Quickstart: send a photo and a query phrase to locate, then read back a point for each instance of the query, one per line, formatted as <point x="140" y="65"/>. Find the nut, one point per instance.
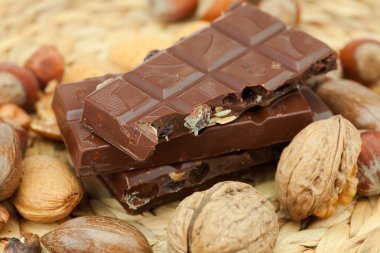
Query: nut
<point x="47" y="64"/>
<point x="20" y="132"/>
<point x="48" y="190"/>
<point x="317" y="171"/>
<point x="16" y="114"/>
<point x="369" y="164"/>
<point x="229" y="217"/>
<point x="317" y="80"/>
<point x="172" y="10"/>
<point x="288" y="11"/>
<point x="28" y="243"/>
<point x="45" y="123"/>
<point x="11" y="89"/>
<point x="4" y="216"/>
<point x="222" y="113"/>
<point x="48" y="129"/>
<point x="189" y="28"/>
<point x="10" y="161"/>
<point x="96" y="234"/>
<point x="361" y="60"/>
<point x="225" y="120"/>
<point x="353" y="101"/>
<point x="211" y="9"/>
<point x="376" y="88"/>
<point x="28" y="80"/>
-=-=-=-=-
*Task item*
All entries are to be retyped exactly. Omit any embedded images.

*Response for this exercise*
Quickstart: send a photo and a query phrase to locate, then read back a point for each instance of the query, one per line, formatted as <point x="140" y="65"/>. Find the nut, one point per instance.
Query: nut
<point x="47" y="64"/>
<point x="20" y="132"/>
<point x="48" y="190"/>
<point x="317" y="171"/>
<point x="16" y="114"/>
<point x="369" y="164"/>
<point x="229" y="217"/>
<point x="317" y="80"/>
<point x="172" y="10"/>
<point x="288" y="11"/>
<point x="28" y="243"/>
<point x="45" y="123"/>
<point x="11" y="89"/>
<point x="4" y="216"/>
<point x="222" y="113"/>
<point x="48" y="129"/>
<point x="189" y="28"/>
<point x="10" y="161"/>
<point x="96" y="234"/>
<point x="361" y="60"/>
<point x="225" y="120"/>
<point x="353" y="101"/>
<point x="211" y="9"/>
<point x="376" y="88"/>
<point x="28" y="80"/>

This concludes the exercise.